"""
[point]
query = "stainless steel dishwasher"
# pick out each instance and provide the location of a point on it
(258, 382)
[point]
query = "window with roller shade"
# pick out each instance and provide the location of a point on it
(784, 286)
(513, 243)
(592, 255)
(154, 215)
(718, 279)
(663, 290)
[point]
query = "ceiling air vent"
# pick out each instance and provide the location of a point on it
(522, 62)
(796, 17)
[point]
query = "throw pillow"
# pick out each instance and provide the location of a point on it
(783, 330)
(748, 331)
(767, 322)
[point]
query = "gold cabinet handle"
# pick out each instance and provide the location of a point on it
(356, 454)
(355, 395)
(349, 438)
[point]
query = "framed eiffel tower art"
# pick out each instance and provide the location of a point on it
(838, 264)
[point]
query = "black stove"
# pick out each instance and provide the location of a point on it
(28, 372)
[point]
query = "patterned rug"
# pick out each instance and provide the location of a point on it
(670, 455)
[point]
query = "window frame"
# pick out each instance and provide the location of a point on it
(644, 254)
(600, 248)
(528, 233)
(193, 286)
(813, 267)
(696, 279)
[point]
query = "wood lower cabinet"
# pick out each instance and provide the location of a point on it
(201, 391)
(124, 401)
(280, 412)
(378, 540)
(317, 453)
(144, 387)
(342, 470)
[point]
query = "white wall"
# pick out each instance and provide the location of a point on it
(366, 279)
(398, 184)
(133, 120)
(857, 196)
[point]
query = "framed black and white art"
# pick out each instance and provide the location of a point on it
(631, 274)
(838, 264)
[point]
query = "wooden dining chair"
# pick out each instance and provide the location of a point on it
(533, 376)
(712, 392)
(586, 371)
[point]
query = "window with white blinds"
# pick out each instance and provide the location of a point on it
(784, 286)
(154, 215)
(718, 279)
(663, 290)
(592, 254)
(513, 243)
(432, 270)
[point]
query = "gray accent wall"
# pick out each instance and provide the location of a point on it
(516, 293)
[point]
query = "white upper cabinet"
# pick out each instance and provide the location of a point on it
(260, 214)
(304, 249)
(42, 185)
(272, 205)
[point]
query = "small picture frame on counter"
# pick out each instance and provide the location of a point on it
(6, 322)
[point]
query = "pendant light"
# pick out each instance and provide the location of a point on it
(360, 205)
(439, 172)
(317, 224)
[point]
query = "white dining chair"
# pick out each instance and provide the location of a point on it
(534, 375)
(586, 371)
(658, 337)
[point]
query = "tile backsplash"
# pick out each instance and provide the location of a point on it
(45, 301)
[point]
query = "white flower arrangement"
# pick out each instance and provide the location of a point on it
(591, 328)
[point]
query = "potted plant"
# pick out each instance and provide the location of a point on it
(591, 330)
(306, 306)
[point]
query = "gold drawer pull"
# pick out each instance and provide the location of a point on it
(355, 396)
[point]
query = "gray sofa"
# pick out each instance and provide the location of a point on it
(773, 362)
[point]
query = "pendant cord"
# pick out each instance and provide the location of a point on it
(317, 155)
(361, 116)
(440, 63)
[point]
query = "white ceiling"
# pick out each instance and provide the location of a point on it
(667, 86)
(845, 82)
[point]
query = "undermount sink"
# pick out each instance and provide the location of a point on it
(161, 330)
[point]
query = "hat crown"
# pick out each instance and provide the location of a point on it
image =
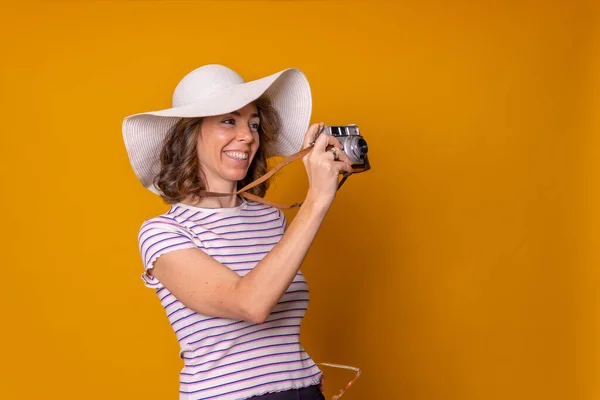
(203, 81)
"""
"""
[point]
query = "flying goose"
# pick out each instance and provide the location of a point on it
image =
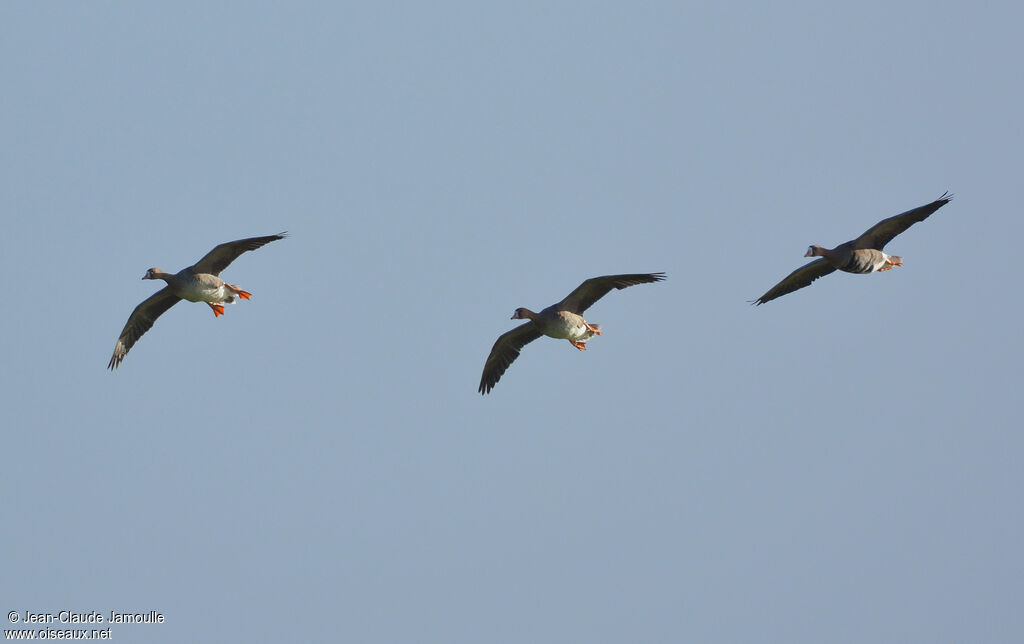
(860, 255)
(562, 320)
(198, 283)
"""
* _YOUR GOAL_:
Show every line of the data above that contains the word "chair", copying each one unchanged.

* _WRITTEN ANSWER_:
query = "wooden dining chair"
query = "white dining chair"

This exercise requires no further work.